> Text section
Autistic Voices has been published by independent health and care champions Healthwatch Cambridgeshire and Healthwatch Peterborough.

The report is now being shared with local authorities and health commissioners to help shape a new All Age Autism Strategy for our area.

Janet Dullaghan. (47076316)
Janet Dullaghan. (47076316)

Janet Dullaghan, county lead for autism strategy, called the report “a really good, comprehensive piece of work.”

And said that the areas highlighted and the report’s recommendations will be incorporated into the new Autism Strategy.

The report reveals: Some of the challenges and long journeys that autistic people have faced to get

diagnosed and find support – highlighting very lengthy waits for assessments of three to five years.

One person said it had taken a decade to get their diagnosis because of the many barriers to getting help.

The report also underlines the difficulties autistic people experienced in getting reasonable adjustments to help them stay in work and access health care.

> Required tasks
[1] Do these statements agree with the Autistic Voices excerpt? (a) The report was published by Healthwatch Cambridgeshire and Healthwatch Peterborough. (b) The report highlights waits for assessments of one to two years. (c) One person said it took a decade to get their diagnosis.
[2] Reproduce the part of the Autistic Voices excerpt between "And said that" and "access health care.", inclusive.
[3] How would this sentence from the Autistic Voices excerpt read in Spanish: "One person said it had taken a decade to get their diagnosis because of the many barriers to getting help."
The data that come after are not needed here.

> Given entries
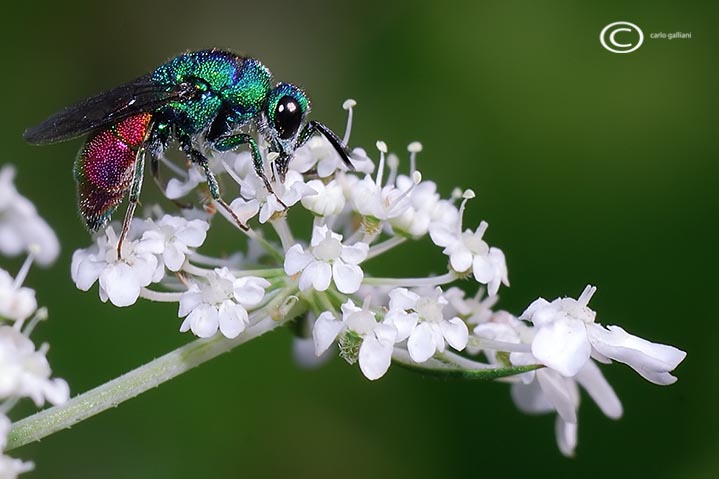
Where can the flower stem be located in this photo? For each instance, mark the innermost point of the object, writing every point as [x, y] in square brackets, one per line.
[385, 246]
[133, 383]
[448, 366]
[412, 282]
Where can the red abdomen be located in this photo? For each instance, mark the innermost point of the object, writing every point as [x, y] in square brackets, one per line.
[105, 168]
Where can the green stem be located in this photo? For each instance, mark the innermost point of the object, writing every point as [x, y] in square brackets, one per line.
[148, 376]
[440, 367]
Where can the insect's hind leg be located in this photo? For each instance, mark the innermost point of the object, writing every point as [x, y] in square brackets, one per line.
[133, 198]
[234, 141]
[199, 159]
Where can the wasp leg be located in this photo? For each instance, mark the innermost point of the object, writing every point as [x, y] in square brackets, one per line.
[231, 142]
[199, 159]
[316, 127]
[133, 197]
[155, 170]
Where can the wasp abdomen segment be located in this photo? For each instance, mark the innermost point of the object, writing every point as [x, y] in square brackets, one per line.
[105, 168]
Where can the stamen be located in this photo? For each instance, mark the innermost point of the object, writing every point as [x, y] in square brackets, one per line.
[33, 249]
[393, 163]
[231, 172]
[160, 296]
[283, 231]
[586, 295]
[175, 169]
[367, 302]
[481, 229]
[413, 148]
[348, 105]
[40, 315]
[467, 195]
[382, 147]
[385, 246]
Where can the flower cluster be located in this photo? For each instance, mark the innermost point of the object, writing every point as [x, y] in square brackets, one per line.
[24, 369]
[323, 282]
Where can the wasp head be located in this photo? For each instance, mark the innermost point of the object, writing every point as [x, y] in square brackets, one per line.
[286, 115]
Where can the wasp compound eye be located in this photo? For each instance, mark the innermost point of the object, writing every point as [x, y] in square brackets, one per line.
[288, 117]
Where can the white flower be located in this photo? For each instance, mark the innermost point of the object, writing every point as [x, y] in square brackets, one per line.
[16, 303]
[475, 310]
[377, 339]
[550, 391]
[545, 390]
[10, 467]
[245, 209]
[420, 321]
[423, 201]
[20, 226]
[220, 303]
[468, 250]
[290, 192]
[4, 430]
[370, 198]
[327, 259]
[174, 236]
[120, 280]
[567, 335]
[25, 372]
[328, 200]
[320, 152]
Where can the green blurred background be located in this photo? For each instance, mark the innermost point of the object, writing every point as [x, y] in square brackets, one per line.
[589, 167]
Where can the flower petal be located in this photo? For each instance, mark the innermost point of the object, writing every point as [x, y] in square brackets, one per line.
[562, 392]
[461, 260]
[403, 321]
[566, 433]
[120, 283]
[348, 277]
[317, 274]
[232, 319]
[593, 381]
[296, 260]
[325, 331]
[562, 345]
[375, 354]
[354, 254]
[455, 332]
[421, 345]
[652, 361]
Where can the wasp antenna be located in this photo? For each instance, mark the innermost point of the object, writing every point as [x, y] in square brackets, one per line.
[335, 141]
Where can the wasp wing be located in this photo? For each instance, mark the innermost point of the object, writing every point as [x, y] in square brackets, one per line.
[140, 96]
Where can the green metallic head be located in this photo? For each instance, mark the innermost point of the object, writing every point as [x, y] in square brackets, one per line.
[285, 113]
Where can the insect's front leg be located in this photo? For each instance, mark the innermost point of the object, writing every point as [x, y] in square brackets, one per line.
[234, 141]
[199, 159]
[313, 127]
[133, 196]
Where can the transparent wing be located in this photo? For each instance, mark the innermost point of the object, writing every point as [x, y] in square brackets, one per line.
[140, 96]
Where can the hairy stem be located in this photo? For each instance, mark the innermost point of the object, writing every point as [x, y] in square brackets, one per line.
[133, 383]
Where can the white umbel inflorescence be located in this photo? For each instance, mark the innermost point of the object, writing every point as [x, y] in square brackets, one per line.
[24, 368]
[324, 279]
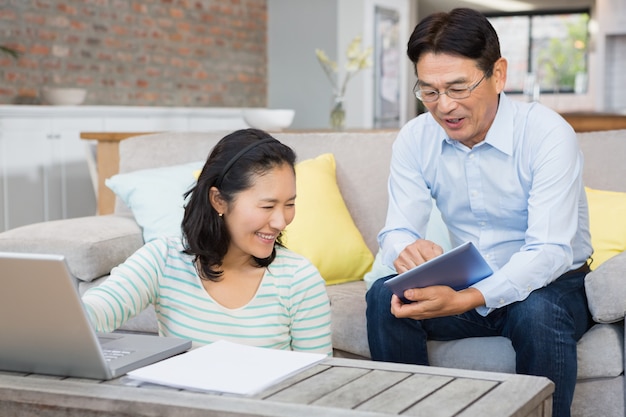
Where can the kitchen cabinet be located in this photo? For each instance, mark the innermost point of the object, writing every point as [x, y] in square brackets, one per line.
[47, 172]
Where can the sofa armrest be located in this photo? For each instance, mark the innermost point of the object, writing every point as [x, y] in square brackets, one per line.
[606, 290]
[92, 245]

> Answers
[1]
(a) Yes: "Autistic Voices has been published by independent health and care champions Healthwatch Cambridgeshire and Healthwatch Peterborough."
(b) No: "very lengthy waits for assessments of three to five years."
(c) Yes: "One person said it had taken a decade to get their diagnosis."

[2]
And said that the areas highlighted and the report’s recommendations will be incorporated into the new Autism Strategy.

The report reveals: Some of the challenges and long journeys that autistic people have faced to get

diagnosed and find support – highlighting very lengthy waits for assessments of three to five years.

One person said it had taken a decade to get their diagnosis because of the many barriers to getting help.

The report also underlines the difficulties autistic people experienced in getting reasonable adjustments to help them stay in work and access health care.

[3] Una persona dijo que había tardado una década en obtener su diagnóstico debido a los numerosos obstáculos para conseguir ayuda.